:: The data ::
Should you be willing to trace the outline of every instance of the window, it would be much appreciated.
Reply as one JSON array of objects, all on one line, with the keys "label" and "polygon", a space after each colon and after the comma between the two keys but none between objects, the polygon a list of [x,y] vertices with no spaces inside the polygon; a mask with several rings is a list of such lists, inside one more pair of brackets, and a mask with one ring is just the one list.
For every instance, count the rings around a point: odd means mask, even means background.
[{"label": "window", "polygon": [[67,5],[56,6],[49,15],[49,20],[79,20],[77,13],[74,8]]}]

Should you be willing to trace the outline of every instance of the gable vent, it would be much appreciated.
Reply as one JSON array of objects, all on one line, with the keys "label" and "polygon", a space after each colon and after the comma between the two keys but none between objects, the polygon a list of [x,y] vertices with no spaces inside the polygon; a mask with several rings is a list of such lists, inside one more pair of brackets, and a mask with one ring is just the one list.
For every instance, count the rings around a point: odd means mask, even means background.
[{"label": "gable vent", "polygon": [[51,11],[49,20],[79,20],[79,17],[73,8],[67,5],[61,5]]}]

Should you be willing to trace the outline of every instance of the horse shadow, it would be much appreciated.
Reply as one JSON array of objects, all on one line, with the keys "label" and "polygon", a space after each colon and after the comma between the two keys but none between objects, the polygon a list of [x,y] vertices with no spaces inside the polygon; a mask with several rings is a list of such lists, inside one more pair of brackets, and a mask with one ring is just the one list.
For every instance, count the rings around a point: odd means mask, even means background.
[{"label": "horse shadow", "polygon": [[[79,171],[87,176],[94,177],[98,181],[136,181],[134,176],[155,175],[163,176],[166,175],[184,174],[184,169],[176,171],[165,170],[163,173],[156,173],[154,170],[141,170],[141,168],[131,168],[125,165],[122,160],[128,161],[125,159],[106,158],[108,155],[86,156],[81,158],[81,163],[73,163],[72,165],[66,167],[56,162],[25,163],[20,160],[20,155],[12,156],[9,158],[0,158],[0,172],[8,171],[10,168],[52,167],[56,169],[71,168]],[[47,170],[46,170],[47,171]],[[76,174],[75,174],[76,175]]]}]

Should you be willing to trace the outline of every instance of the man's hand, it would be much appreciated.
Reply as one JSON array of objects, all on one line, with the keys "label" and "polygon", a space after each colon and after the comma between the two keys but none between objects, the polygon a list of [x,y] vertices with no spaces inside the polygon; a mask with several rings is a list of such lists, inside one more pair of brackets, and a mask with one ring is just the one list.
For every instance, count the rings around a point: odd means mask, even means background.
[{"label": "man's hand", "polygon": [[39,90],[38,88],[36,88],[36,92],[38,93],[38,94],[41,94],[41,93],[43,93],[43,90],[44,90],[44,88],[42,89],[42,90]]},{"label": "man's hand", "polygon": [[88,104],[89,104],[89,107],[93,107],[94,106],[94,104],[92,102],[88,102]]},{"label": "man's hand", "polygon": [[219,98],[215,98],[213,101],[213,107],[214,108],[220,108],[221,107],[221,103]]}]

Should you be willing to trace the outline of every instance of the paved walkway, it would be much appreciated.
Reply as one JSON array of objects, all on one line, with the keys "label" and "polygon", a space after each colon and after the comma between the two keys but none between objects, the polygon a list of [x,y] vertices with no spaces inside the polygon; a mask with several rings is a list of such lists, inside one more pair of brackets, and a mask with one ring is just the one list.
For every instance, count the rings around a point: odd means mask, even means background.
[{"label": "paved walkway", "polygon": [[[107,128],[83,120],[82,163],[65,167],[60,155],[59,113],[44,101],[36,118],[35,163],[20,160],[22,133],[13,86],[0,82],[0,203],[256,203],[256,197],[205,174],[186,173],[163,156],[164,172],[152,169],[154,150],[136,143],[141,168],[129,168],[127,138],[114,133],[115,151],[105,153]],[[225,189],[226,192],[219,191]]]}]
--
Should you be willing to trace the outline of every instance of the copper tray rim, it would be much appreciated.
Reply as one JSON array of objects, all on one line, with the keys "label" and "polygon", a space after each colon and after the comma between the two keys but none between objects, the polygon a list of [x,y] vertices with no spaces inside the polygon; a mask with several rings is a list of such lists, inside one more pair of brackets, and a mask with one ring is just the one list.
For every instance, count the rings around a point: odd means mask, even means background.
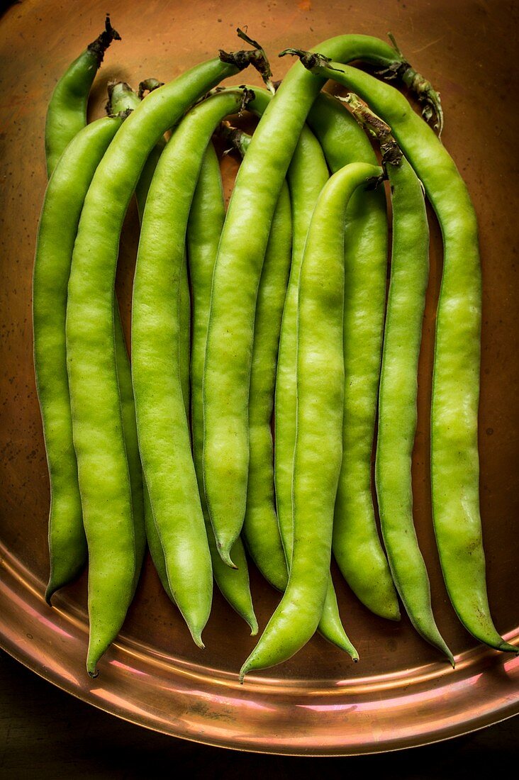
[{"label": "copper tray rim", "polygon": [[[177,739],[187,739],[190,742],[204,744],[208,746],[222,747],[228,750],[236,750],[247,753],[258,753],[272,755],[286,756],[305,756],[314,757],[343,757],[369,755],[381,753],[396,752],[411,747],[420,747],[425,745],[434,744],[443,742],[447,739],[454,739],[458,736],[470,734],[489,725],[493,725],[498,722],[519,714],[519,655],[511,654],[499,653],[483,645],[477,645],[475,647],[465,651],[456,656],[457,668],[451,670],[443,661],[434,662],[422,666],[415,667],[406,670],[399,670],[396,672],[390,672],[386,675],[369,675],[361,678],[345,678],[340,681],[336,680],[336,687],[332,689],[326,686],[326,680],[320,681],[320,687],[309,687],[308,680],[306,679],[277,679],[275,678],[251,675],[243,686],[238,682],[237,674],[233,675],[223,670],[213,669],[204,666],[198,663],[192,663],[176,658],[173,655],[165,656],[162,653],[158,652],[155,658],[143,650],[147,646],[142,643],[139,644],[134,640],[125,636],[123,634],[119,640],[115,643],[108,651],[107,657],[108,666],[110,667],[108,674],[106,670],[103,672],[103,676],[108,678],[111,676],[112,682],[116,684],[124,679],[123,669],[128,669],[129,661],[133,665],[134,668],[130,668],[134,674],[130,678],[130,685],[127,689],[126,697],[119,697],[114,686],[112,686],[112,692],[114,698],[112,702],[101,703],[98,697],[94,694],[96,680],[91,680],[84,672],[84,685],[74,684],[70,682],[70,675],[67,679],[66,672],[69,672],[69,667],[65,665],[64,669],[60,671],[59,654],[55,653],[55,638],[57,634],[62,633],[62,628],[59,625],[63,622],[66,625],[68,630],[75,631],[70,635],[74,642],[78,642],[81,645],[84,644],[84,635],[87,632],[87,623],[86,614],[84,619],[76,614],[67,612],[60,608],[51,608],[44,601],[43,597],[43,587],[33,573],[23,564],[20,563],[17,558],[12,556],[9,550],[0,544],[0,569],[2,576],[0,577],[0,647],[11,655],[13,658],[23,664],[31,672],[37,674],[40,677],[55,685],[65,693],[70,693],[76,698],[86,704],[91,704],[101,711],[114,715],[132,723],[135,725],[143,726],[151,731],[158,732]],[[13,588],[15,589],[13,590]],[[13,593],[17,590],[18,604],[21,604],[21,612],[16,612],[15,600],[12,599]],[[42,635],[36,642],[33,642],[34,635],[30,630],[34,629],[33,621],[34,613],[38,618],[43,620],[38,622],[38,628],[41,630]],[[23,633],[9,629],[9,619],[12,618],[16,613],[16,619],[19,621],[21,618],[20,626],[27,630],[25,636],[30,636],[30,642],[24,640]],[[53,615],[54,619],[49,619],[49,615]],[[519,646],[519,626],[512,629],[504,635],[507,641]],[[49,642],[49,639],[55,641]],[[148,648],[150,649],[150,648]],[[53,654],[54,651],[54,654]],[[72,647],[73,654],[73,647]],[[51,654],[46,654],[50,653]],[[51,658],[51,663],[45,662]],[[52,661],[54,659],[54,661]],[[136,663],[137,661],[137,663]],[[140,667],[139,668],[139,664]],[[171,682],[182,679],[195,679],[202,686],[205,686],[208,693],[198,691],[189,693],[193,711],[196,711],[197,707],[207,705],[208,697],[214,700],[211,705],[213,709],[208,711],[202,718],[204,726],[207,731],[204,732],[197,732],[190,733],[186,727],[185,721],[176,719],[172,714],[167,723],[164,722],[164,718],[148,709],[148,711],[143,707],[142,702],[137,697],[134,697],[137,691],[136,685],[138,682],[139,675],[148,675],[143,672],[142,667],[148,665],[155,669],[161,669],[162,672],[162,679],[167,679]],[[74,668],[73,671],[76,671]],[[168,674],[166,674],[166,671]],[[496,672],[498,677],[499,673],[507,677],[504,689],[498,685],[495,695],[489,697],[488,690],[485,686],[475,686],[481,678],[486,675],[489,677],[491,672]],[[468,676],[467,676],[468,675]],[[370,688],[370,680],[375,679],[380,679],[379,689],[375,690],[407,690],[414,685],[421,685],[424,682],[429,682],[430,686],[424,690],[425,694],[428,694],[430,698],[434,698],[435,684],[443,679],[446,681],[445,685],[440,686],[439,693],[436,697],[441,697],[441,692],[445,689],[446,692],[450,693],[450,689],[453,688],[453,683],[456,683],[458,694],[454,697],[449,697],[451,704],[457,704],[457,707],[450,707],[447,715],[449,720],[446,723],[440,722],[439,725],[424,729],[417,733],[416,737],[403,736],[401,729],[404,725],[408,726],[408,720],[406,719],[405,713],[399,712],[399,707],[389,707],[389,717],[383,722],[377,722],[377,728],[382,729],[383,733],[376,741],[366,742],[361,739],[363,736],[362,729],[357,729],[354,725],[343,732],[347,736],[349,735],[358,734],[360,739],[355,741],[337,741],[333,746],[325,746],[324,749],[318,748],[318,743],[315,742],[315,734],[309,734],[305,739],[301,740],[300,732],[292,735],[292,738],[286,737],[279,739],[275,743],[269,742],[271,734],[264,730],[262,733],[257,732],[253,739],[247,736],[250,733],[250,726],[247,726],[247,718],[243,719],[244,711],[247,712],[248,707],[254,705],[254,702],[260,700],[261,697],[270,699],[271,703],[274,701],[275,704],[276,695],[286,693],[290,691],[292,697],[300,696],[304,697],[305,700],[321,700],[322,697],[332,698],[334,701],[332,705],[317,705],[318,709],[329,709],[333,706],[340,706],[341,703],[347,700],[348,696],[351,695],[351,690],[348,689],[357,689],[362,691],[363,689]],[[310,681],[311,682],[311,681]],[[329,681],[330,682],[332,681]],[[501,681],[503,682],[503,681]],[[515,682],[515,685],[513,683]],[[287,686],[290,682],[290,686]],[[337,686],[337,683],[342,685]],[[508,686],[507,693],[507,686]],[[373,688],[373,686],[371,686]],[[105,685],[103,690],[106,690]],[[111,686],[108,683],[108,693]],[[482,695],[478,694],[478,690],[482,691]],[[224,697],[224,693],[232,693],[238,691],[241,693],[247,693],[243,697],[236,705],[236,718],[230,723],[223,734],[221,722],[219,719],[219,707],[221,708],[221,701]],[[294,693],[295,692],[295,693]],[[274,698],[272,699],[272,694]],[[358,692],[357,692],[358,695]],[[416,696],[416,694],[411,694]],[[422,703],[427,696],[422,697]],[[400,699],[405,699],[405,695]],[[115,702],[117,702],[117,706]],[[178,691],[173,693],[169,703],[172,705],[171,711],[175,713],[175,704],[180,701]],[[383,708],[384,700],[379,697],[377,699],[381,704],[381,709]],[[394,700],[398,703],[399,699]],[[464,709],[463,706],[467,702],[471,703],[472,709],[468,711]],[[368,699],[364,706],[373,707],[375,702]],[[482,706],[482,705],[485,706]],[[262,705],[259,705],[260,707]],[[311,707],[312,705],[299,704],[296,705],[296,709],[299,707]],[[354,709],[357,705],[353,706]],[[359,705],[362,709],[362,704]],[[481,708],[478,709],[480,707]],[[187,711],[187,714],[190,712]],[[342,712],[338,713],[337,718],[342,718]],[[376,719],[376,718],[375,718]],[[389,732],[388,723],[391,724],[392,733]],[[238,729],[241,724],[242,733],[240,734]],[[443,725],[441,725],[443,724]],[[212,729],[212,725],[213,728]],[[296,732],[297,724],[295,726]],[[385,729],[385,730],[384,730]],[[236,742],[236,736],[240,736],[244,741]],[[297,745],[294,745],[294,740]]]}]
--
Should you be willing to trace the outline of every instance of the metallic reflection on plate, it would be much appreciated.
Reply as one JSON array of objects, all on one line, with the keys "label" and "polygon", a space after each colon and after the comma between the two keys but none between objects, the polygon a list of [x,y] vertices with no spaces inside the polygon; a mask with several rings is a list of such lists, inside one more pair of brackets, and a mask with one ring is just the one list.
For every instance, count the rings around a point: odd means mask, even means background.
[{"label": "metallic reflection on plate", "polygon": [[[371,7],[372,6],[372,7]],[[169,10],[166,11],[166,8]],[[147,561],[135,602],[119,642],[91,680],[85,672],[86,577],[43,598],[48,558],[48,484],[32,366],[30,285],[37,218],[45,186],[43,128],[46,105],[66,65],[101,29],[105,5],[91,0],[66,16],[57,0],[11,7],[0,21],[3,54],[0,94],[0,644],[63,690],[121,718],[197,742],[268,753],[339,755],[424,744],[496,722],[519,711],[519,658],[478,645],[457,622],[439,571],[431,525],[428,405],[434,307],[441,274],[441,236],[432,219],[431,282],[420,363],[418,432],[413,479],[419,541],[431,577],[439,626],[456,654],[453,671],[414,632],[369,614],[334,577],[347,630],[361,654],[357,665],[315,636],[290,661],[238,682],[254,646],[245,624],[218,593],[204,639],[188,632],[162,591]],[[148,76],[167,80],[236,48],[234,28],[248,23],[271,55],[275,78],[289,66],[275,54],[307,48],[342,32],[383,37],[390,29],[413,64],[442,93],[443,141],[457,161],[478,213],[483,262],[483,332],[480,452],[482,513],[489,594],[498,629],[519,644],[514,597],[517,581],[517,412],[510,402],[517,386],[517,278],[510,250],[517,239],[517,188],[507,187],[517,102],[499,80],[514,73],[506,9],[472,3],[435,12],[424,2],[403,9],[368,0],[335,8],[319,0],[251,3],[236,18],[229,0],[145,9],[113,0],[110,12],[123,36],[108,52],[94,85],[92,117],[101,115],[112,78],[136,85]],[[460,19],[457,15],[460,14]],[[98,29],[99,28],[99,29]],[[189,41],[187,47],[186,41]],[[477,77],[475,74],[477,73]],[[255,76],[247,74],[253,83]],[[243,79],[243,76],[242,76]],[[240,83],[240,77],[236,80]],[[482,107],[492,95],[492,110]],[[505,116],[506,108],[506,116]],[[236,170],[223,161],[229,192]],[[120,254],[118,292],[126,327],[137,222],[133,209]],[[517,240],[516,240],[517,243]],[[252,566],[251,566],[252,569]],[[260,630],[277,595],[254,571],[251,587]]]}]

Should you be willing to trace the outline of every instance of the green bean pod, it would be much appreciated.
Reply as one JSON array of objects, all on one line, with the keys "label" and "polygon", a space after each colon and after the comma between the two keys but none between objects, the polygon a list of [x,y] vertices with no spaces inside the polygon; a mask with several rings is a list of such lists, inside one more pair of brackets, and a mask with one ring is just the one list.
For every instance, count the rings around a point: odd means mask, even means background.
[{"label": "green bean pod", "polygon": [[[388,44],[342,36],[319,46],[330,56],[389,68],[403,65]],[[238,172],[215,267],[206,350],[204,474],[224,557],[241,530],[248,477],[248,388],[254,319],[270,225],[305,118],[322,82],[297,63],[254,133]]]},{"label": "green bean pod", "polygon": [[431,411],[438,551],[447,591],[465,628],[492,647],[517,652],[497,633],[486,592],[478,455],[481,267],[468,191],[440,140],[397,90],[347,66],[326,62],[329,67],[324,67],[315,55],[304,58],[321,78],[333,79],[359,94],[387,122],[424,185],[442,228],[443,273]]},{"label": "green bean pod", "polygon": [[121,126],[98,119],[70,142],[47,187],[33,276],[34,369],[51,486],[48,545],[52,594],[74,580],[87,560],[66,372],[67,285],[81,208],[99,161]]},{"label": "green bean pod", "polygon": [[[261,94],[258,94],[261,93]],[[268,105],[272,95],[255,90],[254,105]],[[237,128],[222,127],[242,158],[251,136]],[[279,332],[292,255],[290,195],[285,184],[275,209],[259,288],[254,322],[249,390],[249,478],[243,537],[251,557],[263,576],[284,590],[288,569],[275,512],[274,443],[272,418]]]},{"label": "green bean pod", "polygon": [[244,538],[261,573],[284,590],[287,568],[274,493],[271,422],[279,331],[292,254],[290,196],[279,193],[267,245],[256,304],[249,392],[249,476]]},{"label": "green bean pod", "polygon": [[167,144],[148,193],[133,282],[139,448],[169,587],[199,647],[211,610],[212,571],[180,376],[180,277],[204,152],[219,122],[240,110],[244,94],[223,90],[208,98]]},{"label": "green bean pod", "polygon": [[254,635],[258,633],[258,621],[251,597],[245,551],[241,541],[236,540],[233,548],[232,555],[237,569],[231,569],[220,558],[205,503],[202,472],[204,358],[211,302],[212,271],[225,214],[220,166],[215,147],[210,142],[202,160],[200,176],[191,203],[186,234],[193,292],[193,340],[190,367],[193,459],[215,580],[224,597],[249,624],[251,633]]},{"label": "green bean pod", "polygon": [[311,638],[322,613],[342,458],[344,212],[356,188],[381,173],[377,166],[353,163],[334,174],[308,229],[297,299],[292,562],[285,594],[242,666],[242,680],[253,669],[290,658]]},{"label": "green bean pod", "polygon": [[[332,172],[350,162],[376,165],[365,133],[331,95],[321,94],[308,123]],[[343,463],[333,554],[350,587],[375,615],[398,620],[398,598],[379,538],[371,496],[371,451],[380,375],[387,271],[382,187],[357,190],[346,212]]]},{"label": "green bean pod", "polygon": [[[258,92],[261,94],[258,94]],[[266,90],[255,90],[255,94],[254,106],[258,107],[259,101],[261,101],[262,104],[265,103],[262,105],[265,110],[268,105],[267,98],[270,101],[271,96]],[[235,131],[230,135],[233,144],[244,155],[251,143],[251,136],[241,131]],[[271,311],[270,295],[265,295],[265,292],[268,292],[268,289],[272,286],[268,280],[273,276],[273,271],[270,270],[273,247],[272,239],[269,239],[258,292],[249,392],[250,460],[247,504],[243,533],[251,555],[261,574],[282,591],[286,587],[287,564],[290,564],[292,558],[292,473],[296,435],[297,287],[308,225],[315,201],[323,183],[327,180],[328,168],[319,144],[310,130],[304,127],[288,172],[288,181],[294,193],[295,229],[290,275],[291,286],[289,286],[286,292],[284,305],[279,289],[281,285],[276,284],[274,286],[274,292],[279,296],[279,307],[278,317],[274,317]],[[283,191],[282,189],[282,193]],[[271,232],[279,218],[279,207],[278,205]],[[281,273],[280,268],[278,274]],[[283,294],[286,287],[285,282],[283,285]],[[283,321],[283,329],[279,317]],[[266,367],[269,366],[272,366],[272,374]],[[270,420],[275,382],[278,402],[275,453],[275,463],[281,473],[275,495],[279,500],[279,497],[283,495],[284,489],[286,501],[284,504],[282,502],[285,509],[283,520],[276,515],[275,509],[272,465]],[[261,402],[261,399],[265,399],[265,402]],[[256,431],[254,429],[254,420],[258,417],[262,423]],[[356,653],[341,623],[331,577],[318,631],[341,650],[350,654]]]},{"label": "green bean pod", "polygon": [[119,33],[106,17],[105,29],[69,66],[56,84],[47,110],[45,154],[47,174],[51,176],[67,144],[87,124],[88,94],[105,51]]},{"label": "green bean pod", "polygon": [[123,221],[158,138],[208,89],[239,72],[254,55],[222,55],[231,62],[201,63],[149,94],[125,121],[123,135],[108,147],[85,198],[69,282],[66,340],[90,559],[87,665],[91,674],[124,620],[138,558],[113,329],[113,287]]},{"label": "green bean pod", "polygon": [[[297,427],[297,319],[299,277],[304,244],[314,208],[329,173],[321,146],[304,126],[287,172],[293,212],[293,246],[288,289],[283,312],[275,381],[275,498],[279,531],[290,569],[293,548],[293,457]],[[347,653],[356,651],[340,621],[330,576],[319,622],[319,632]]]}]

:: What is needed ::
Copy out every line in the entries above that contains the word "window".

:: Reply to the task ::
Should you be willing to trace the outline of every instance of the window, it would be much appreciated.
[{"label": "window", "polygon": [[67,5],[56,6],[49,15],[49,20],[79,20],[77,13],[74,8]]}]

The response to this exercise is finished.